**PROBLEM DESCRIPTION**
Rewrite everything from the start of the listing down to the line containing "M 575 0 L 514", including the requests. Multiply every outline coordinate in the answers by 2.25 and round to whole numbers with halves going up, leaving the numbers in the requests and their format samples unchanged.

**Listing from a data source**
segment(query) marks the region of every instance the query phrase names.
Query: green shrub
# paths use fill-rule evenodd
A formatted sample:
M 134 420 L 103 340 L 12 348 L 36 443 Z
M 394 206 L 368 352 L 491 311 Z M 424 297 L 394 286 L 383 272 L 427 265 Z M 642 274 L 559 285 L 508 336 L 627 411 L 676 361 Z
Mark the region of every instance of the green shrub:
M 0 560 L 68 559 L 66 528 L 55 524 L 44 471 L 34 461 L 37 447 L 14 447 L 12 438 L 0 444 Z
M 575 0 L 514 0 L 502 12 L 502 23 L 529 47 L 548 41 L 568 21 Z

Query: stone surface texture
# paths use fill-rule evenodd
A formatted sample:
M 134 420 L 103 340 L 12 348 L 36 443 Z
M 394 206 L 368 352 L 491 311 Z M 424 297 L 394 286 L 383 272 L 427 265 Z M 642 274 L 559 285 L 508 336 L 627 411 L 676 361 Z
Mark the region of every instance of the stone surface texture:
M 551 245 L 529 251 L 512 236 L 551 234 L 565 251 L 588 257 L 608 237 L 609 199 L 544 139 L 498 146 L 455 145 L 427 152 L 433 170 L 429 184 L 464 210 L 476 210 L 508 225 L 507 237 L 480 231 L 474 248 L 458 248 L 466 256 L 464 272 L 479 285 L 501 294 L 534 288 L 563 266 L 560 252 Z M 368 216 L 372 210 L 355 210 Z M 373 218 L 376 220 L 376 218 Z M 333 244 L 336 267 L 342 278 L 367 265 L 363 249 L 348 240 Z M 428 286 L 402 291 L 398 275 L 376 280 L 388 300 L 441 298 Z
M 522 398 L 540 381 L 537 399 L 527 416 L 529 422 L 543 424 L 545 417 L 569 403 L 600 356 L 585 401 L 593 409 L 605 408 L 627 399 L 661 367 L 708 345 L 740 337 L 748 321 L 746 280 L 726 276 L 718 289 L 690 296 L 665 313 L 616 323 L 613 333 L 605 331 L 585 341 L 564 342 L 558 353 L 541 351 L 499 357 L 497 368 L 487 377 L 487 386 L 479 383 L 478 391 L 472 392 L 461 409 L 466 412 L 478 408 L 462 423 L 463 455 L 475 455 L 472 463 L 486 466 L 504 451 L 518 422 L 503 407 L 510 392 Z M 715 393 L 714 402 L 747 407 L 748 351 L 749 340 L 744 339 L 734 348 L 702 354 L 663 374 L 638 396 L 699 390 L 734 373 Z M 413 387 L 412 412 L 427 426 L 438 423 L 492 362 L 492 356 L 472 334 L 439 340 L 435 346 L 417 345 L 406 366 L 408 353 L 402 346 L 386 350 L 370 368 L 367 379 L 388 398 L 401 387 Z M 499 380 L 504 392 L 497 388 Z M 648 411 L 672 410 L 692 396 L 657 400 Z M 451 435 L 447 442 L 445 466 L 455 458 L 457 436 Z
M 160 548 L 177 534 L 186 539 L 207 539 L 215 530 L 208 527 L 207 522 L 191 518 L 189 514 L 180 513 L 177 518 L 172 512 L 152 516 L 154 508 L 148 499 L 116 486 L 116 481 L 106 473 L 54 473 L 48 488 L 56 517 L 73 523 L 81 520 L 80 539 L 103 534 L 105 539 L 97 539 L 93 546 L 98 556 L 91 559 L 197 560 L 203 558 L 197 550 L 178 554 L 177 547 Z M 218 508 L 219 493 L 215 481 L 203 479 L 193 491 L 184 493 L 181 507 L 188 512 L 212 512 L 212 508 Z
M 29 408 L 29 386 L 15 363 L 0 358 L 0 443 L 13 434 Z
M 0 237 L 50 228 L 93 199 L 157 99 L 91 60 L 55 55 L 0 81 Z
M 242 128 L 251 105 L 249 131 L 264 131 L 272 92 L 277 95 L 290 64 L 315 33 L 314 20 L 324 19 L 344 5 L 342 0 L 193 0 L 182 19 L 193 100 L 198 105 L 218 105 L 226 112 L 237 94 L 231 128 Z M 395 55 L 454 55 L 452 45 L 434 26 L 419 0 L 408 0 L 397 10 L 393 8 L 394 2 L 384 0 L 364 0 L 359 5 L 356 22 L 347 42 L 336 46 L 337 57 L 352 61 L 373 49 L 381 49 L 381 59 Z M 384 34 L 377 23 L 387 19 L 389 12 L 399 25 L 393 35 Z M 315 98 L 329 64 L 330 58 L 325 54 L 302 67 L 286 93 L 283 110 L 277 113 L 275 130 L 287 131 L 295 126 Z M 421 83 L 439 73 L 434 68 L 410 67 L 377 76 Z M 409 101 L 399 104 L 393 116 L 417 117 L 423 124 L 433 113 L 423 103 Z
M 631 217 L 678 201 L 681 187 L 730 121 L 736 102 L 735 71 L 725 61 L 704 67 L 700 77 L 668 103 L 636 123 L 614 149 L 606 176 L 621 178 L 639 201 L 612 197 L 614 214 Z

**IN RESPONSE**
segment(query) marks the region of every instance the query phrase names.
Query: green shrub
# paths use fill-rule evenodd
A formatted sample:
M 134 420 L 103 340 L 12 348 L 36 443 Z
M 394 206 L 368 352 L 491 311 Z M 424 297 L 394 286 L 383 272 L 427 265 Z M 642 274 L 559 285 L 508 336 L 627 411 L 676 361 Z
Mark the region of every instance of the green shrub:
M 0 1260 L 153 1258 L 149 1188 L 124 1179 L 99 1060 L 77 1037 L 83 1006 L 32 1006 L 27 986 L 0 999 Z
M 1294 0 L 1157 0 L 1130 27 L 1130 52 L 1190 106 L 1233 92 L 1278 47 Z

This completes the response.